WHAT THE TASK REQUIRES
Repeat every one of the following items word for word, keeping each line as it appears.

Dataset rows:

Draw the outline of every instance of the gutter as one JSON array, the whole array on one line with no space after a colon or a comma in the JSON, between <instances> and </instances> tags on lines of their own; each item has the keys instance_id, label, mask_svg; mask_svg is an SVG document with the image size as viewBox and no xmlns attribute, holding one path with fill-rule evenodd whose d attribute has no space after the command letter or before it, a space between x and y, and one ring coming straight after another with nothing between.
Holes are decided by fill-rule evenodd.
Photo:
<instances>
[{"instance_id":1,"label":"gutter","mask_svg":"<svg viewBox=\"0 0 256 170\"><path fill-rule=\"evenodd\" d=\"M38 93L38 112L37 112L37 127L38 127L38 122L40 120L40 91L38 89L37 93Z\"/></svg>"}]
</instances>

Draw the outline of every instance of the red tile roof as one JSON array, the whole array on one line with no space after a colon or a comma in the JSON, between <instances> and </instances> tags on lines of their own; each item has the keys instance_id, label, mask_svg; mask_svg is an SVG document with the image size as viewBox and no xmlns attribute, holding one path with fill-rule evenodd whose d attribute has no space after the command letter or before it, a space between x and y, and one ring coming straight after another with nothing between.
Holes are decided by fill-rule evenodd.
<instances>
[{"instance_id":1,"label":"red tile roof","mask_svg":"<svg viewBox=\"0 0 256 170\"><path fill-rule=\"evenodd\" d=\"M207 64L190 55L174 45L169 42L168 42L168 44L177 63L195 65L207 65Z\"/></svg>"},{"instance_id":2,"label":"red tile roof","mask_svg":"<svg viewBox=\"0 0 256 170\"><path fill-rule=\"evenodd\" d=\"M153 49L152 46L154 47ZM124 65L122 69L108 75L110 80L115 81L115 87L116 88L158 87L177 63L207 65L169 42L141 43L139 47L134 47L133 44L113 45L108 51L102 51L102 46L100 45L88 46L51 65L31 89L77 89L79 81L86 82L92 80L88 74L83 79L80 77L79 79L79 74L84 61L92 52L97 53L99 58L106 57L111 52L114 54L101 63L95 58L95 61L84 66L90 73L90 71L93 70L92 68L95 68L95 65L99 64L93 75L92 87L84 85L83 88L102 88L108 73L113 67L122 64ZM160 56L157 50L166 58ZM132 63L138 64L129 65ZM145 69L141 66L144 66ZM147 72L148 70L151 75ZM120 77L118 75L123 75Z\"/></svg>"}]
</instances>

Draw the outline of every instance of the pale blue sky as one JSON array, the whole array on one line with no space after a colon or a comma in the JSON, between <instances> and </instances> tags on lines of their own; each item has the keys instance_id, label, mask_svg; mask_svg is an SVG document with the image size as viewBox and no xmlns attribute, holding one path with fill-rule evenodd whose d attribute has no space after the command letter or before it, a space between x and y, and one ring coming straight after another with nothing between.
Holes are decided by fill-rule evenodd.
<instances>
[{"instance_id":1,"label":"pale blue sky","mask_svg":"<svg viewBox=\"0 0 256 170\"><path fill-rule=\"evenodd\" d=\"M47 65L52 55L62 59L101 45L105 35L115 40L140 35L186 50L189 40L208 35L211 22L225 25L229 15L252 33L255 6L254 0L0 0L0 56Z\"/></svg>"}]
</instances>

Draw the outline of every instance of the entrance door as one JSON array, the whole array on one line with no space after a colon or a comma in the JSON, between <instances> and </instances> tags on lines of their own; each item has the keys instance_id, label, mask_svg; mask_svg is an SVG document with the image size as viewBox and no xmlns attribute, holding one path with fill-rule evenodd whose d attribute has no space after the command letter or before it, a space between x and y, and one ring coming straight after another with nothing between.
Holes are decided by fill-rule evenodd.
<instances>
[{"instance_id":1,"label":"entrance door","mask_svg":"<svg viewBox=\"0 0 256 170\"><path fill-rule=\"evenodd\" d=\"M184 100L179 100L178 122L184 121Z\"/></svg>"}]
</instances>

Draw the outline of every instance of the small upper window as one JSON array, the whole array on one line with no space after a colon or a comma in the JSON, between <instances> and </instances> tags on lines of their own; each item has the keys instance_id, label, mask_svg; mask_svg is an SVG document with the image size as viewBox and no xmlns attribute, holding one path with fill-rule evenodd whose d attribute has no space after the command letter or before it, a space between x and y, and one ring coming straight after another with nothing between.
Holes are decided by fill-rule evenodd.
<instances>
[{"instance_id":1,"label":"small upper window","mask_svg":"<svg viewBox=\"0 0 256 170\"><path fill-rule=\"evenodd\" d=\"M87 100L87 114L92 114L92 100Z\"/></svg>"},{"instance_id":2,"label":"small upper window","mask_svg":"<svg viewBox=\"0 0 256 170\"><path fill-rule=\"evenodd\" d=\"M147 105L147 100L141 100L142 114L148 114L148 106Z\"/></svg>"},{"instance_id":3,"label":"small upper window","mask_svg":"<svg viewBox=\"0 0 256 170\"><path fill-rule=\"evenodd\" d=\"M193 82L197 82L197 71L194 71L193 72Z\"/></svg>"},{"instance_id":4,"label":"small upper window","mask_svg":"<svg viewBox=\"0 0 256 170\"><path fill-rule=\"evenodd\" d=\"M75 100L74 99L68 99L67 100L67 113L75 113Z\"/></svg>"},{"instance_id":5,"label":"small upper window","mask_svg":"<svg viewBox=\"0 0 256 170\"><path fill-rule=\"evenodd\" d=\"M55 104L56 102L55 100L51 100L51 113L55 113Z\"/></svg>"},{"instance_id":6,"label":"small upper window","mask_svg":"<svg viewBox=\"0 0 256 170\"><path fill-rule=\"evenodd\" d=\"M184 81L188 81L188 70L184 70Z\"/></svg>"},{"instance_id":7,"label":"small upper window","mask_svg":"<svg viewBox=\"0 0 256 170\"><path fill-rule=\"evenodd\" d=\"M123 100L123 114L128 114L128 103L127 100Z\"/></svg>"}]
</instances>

EXERCISE OUTPUT
Draw the outline of every instance of the gutter as one JSON array, the whole array on one line with no space after a colon or a comma in the JSON, between <instances> and </instances> tags on lines of their own; each item has the keys instance_id, label, mask_svg; mask_svg is an SVG document with the image size as viewBox and no xmlns attribute, holding one path with fill-rule evenodd whose d attribute has no space after the command letter or before it, a space between x and y, and one ring coming straight after another with nothing between.
Holes are decided by fill-rule evenodd.
Photo:
<instances>
[{"instance_id":1,"label":"gutter","mask_svg":"<svg viewBox=\"0 0 256 170\"><path fill-rule=\"evenodd\" d=\"M38 93L38 112L37 112L37 127L38 127L38 122L40 120L40 91L38 89L37 93Z\"/></svg>"}]
</instances>

Draw the outline of every instance of the red tile roof as one JSON array, the whole array on one line with no space after a colon or a comma in the JSON, between <instances> and </instances> tags on lines of their own; each item has the keys instance_id, label, mask_svg; mask_svg is an SVG document with the image size as viewBox and no xmlns attribute, holding one path with fill-rule evenodd whose d attribute has no space after the command letter or before it, a space between x and y, and one ring coming straight after another with nothing between.
Holes are decided by fill-rule evenodd.
<instances>
[{"instance_id":1,"label":"red tile roof","mask_svg":"<svg viewBox=\"0 0 256 170\"><path fill-rule=\"evenodd\" d=\"M207 64L190 55L174 45L169 42L168 42L168 44L177 63L195 65L207 65Z\"/></svg>"},{"instance_id":2,"label":"red tile roof","mask_svg":"<svg viewBox=\"0 0 256 170\"><path fill-rule=\"evenodd\" d=\"M153 49L152 46L154 47ZM124 65L122 69L108 75L110 80L115 81L115 87L116 88L158 87L177 63L207 65L169 42L141 43L139 47L134 47L133 44L113 45L108 51L102 51L102 46L100 45L88 46L51 65L31 89L77 89L79 81L86 82L92 80L88 74L83 79L80 77L79 79L79 74L84 61L92 52L97 53L99 58L106 57L111 52L114 54L101 63L95 58L95 61L84 66L90 73L90 71L93 70L92 68L95 68L95 65L99 64L93 75L92 87L84 85L83 88L102 88L108 73L113 67L122 64ZM160 56L157 50L166 58ZM132 63L138 64L129 65ZM145 69L141 66L144 66ZM147 72L148 70L151 75ZM120 77L118 75L123 75Z\"/></svg>"}]
</instances>

Draw the outline of every instance of the pale blue sky as one JSON array, the whole array on one line with no space after a colon or a comma in the JSON, between <instances> and </instances> tags on lines of their own; each item has the keys instance_id, label, mask_svg; mask_svg is an SVG document with the image size as viewBox and no xmlns attribute, holding one path with fill-rule evenodd whose d attribute has no space after the command letter or before it, a space between x and y, and one ring coming straight after another with nothing between.
Holes are decided by fill-rule evenodd.
<instances>
[{"instance_id":1,"label":"pale blue sky","mask_svg":"<svg viewBox=\"0 0 256 170\"><path fill-rule=\"evenodd\" d=\"M47 65L52 55L62 59L101 45L105 35L115 40L140 35L186 50L189 40L208 35L211 22L225 25L229 15L252 33L255 6L254 0L0 0L0 56Z\"/></svg>"}]
</instances>

Draw the outline of every instance of the entrance door as one JSON array, the whole array on one line with no space after a colon or a comma in the JSON, between <instances> and </instances> tags on lines of their own; each item has the keys instance_id, label, mask_svg; mask_svg is an SVG document with the image size as viewBox and no xmlns attribute, holding one path with fill-rule evenodd whose d attribute has no space after the command letter or before it, a space between x and y, and one ring coming straight after another with nothing between.
Holes are decided by fill-rule evenodd.
<instances>
[{"instance_id":1,"label":"entrance door","mask_svg":"<svg viewBox=\"0 0 256 170\"><path fill-rule=\"evenodd\" d=\"M184 100L179 100L178 122L184 121Z\"/></svg>"}]
</instances>

Draw the outline of every instance of the small upper window as one JSON array, the whole array on one line with no space after a colon or a comma in the JSON, between <instances> and </instances> tags on lines of their own; each item has the keys instance_id, label, mask_svg; mask_svg is an SVG document with the image size as viewBox and no xmlns attribute, holding one path with fill-rule evenodd whose d attribute has no space after the command letter or before it, a space between x and y, and one ring coming straight after another with nothing between.
Holes are decided by fill-rule evenodd.
<instances>
[{"instance_id":1,"label":"small upper window","mask_svg":"<svg viewBox=\"0 0 256 170\"><path fill-rule=\"evenodd\" d=\"M87 100L87 114L92 114L92 100Z\"/></svg>"},{"instance_id":2,"label":"small upper window","mask_svg":"<svg viewBox=\"0 0 256 170\"><path fill-rule=\"evenodd\" d=\"M147 105L147 100L141 100L142 114L148 114L148 106Z\"/></svg>"},{"instance_id":3,"label":"small upper window","mask_svg":"<svg viewBox=\"0 0 256 170\"><path fill-rule=\"evenodd\" d=\"M193 82L197 82L197 71L194 71L193 72Z\"/></svg>"},{"instance_id":4,"label":"small upper window","mask_svg":"<svg viewBox=\"0 0 256 170\"><path fill-rule=\"evenodd\" d=\"M75 100L74 99L68 99L67 100L67 113L75 113Z\"/></svg>"},{"instance_id":5,"label":"small upper window","mask_svg":"<svg viewBox=\"0 0 256 170\"><path fill-rule=\"evenodd\" d=\"M55 104L56 102L55 100L51 100L51 113L55 113Z\"/></svg>"},{"instance_id":6,"label":"small upper window","mask_svg":"<svg viewBox=\"0 0 256 170\"><path fill-rule=\"evenodd\" d=\"M184 81L188 81L188 70L184 70Z\"/></svg>"},{"instance_id":7,"label":"small upper window","mask_svg":"<svg viewBox=\"0 0 256 170\"><path fill-rule=\"evenodd\" d=\"M123 100L123 114L128 114L128 103L127 100Z\"/></svg>"}]
</instances>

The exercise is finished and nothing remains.